- **Selected extract**
=-=-=
The service launched this week, and there are currently 47 titles available in PDF format, most selling for $4.99 each.  That’s about 900 chapters that are available immediately, and we’ve got another 800 chapters (from 37 other titles) that will be added shortly.

No DRM horrors, no device limits

My favorite part of this: We’re selling all this e-content without the use of traditional DRM. I say “traditional” because we’re using more of a social DRM solution where we inject the customer’s name in the footer of the PDF.

Print it.  Use it on however many devices you want to. Just don’t release it into the wild.  Is this hack-proof?  Of course not, but what is?  The key is that we want to make this a very attractive product for our customers, and we believe this is the right approach.

For more details, see this post on Jim Minatel‘s blog.  Btw, Jim and the rest of the team did a fantastic job implementing this great service — congrats to everyone involved!

Moderator: If you and other Wiley execs like the results, Joe, this’ll be one more argument for ePub. Minus traditional DRM, it can truly be a universal format. And of course, ePub is reflowable and easier to read on PDAs than PDFs are. If an ePub/social DRM approach catches on, then companies such as Amazon won’t be able to herd customers into proprietary formats, which reduce publishers’ bargaining power—and the long-term value of books.  – D.R.
=-=-=
- **Information shown**
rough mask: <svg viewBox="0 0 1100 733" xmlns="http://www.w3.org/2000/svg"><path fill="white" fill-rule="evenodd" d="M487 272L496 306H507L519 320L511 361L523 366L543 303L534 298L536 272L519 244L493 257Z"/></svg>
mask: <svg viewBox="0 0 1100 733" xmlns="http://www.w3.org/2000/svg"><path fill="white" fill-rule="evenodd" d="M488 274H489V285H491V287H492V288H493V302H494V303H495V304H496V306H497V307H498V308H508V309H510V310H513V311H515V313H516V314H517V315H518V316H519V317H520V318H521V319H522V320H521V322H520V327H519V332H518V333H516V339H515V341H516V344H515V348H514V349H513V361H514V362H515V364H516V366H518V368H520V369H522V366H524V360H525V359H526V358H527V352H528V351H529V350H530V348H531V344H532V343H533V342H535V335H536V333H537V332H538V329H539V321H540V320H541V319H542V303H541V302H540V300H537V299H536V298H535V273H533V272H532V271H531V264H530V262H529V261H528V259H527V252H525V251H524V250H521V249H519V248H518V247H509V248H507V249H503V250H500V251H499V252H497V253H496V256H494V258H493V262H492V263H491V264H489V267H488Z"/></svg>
=-=-=
- **Task requirements**
A. Could you retype the e-book post word for word, everything from "Print it.  Use" down to "books.  – D.R."?
B. How would the paragraph of the e-book post that begins "Print it." read as a short bulleted list that keeps its main facts?

- **Outputs for the tasks**
A.
Print it.  Use it on however many devices you want to. Just don’t release it into the wild.  Is this hack-proof?  Of course not, but what is?  The key is that we want to make this a very attractive product for our customers, and we believe this is the right approach.

For more details, see this post on Jim Minatel‘s blog.  Btw, Jim and the rest of the team did a fantastic job implementing this great service — congrats to everyone involved!

Moderator: If you and other Wiley execs like the results, Joe, this’ll be one more argument for ePub. Minus traditional DRM, it can truly be a universal format. And of course, ePub is reflowable and easier to read on PDAs than PDFs are. If an ePub/social DRM approach catches on, then companies such as Amazon won’t be able to herd customers into proprietary formats, which reduce publishers’ bargaining power—and the long-term value of books.  – D.R.

B.
- Customers can print the PDFs.
- They can use them on as many devices as they want.
- They should not release them into the wild.
- The approach is not hack-proof, but nothing is.
- The goal is a very attractive product for customers, and the team believes this is the right approach.